**The exercise:** Please revise the part of the data that opens with the line containing "task | place a point on the wooden" and closes with the one containing "x=118, y=48", changing "wooden fence" to "timber fence" and keeping everything else the same. Return only those lines.

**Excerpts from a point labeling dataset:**
———

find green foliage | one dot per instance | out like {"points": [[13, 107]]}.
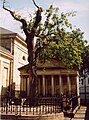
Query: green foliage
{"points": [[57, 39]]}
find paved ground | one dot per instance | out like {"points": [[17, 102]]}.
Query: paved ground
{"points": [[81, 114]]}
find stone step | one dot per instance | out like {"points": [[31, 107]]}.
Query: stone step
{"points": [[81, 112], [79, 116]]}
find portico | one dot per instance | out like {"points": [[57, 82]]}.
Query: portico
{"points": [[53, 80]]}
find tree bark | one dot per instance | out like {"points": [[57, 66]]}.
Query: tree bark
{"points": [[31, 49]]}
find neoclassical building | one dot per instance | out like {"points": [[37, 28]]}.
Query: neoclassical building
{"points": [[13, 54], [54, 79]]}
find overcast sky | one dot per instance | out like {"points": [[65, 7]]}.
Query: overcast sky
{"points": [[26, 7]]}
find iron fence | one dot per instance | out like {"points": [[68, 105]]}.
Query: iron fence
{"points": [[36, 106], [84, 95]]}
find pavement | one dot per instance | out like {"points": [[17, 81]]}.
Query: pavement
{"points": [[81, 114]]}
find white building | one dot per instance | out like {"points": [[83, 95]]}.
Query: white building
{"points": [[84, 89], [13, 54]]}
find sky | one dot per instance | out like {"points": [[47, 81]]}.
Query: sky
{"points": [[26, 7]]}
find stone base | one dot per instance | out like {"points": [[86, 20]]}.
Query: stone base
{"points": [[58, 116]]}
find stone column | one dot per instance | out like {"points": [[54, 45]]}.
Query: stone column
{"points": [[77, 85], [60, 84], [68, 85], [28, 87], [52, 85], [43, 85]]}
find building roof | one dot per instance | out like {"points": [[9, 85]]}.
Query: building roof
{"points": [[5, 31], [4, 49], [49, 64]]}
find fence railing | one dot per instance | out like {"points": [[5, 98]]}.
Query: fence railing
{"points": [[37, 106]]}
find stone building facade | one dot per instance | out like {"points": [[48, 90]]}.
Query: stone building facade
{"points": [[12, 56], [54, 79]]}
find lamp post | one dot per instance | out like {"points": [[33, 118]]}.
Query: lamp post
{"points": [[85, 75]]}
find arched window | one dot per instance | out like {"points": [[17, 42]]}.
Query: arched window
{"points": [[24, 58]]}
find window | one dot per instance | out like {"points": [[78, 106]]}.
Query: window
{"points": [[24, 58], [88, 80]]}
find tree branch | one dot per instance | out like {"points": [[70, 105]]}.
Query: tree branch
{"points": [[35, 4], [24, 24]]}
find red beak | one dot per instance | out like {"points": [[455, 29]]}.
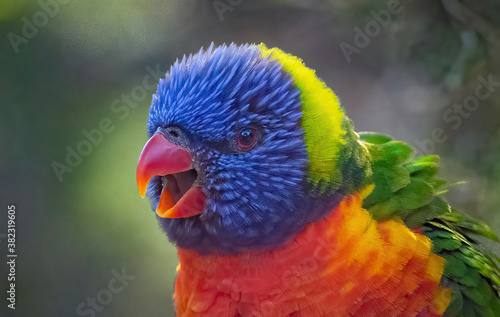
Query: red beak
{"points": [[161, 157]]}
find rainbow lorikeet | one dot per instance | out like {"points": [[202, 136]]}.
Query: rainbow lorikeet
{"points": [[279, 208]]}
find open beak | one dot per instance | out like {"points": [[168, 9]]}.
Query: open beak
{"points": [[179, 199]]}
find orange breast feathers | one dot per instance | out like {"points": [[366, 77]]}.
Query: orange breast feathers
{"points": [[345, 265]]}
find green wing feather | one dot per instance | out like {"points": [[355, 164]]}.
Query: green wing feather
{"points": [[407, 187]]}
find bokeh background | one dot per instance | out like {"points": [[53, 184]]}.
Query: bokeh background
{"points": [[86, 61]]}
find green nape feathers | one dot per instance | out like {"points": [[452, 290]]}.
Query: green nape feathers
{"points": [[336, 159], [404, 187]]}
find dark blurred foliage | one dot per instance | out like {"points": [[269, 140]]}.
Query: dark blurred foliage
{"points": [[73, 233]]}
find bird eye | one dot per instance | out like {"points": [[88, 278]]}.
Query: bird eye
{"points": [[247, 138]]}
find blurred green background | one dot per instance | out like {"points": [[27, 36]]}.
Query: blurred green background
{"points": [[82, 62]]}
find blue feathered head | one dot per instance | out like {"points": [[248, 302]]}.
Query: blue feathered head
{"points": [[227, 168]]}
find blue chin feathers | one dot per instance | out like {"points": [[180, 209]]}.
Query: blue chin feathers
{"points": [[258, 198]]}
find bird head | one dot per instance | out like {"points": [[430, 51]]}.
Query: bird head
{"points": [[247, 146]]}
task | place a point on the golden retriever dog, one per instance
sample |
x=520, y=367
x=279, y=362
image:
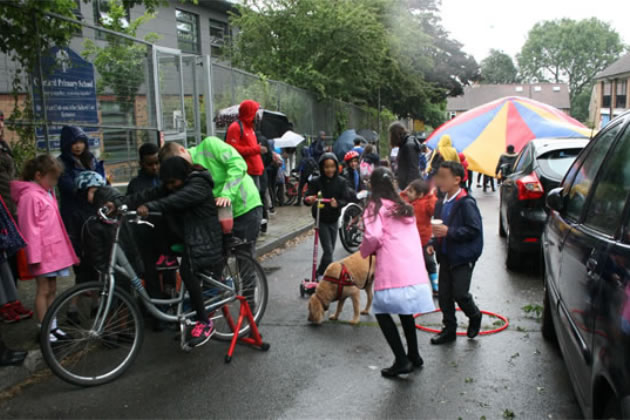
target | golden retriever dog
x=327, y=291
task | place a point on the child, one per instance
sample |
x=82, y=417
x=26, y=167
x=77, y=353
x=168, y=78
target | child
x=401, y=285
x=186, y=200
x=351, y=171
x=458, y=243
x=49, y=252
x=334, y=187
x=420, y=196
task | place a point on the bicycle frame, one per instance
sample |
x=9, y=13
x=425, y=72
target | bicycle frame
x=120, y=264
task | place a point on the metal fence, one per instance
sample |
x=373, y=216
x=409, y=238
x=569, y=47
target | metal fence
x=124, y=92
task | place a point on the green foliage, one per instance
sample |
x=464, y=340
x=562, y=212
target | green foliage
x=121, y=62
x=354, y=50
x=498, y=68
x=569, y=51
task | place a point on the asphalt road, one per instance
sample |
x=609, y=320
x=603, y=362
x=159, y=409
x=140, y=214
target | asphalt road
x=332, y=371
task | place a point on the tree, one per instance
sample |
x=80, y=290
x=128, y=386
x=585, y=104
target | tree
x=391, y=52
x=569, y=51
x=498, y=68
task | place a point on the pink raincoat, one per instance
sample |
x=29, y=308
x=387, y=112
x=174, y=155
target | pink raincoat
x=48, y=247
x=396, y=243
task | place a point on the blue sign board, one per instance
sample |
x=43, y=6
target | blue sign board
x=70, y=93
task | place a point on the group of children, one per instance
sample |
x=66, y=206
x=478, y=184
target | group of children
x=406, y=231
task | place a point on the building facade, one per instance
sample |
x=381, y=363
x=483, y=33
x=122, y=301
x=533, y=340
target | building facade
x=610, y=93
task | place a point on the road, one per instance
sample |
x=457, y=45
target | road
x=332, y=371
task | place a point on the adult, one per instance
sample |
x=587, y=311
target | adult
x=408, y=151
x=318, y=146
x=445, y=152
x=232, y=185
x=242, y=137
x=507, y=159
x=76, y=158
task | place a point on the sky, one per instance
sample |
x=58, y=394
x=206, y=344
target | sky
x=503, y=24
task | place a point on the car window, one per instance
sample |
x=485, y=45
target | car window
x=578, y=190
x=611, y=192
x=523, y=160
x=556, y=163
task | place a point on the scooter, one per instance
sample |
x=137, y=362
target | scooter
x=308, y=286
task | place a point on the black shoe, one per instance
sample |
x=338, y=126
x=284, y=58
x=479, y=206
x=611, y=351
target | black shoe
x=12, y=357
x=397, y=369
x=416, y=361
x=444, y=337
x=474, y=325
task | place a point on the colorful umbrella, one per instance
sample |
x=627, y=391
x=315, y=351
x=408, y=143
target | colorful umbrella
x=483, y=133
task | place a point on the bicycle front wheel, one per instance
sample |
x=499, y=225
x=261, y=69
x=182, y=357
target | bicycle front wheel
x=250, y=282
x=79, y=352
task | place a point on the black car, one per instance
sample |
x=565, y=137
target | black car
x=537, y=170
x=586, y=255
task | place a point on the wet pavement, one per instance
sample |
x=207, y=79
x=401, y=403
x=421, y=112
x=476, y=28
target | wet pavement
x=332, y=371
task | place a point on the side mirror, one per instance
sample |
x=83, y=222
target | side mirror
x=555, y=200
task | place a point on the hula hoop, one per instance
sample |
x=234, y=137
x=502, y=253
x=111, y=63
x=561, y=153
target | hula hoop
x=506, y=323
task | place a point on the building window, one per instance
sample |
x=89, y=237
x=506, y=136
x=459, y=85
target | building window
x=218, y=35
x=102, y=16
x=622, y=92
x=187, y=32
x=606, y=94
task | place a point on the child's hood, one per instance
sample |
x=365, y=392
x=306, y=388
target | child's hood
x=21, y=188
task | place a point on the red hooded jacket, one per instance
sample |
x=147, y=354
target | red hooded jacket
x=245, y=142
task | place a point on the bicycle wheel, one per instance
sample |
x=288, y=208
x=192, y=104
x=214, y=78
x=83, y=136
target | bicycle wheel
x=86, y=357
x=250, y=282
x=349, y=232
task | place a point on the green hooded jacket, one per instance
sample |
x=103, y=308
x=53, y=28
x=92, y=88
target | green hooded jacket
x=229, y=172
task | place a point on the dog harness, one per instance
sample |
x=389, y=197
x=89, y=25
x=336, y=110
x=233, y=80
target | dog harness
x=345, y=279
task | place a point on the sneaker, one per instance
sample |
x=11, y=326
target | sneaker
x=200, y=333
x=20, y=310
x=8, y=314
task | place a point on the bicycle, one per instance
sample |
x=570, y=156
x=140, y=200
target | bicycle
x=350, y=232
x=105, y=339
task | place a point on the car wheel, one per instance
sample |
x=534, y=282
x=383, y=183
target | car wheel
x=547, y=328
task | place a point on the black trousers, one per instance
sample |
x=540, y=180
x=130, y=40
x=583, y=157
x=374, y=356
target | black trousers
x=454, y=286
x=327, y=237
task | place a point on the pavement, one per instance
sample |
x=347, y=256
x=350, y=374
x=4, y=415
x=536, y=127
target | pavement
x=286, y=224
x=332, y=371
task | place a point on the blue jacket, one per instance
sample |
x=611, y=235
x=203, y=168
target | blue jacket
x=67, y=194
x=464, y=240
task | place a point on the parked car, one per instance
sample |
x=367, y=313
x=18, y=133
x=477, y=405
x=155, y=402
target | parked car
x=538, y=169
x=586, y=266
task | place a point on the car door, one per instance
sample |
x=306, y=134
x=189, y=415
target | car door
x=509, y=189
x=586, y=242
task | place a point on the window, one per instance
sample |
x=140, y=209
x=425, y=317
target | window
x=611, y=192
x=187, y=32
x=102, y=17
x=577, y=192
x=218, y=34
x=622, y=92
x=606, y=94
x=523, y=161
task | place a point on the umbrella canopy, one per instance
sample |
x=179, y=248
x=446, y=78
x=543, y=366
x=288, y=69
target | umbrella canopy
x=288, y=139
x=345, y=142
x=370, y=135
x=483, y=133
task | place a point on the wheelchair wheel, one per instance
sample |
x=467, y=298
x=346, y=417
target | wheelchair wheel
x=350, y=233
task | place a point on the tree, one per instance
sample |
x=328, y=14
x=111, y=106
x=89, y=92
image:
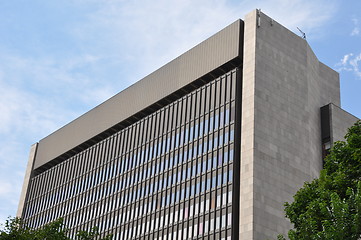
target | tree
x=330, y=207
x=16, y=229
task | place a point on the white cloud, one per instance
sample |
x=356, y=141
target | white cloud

———

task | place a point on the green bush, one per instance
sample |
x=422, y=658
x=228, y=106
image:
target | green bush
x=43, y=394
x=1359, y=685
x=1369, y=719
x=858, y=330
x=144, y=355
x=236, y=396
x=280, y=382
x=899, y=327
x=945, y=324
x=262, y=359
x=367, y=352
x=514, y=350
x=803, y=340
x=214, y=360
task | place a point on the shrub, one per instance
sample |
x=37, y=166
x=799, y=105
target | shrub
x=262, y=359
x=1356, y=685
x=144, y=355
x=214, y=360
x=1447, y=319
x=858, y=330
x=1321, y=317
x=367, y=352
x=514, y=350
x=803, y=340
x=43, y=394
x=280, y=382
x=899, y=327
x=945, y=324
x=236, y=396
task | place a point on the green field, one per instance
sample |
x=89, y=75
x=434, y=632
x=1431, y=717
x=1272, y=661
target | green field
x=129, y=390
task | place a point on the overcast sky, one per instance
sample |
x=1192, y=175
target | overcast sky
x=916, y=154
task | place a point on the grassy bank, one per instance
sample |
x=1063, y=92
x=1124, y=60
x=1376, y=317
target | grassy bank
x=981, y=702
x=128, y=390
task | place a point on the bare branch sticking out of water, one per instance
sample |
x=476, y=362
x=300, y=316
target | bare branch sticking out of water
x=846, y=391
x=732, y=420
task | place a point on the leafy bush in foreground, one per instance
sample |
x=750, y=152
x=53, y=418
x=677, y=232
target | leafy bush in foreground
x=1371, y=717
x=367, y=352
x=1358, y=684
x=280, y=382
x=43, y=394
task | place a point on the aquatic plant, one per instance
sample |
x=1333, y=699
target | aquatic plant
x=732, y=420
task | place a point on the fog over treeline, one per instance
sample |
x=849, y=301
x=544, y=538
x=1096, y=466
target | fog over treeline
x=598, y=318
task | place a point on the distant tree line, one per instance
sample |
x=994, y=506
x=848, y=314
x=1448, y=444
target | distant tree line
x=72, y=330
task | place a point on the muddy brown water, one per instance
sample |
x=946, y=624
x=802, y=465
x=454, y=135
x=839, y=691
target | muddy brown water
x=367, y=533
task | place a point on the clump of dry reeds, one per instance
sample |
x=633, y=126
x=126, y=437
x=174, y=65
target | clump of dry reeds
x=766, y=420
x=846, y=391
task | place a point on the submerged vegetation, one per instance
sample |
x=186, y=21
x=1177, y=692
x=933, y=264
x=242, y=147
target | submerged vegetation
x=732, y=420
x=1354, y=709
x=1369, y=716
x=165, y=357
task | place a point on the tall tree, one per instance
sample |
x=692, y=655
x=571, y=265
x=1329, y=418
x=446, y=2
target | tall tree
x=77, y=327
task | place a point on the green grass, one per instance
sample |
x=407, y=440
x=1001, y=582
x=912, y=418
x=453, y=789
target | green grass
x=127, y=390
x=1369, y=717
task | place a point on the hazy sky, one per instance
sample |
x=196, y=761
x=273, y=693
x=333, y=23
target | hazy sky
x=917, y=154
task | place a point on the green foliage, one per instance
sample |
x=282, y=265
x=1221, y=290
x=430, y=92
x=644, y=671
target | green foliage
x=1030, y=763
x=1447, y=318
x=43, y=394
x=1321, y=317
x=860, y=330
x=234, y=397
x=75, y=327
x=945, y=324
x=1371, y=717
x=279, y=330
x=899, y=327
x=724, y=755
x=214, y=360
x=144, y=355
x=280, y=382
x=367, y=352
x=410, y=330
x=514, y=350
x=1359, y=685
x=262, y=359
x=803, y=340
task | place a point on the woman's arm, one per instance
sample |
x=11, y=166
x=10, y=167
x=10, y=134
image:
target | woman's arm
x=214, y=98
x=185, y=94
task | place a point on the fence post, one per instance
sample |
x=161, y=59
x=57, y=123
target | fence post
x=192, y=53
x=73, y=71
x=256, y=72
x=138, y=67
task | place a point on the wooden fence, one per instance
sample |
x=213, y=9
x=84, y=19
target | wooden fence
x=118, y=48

———

**Answer to the problem:**
task | place a point on the timber fence, one per instance
sample |
x=213, y=9
x=84, y=19
target | timber fence
x=118, y=48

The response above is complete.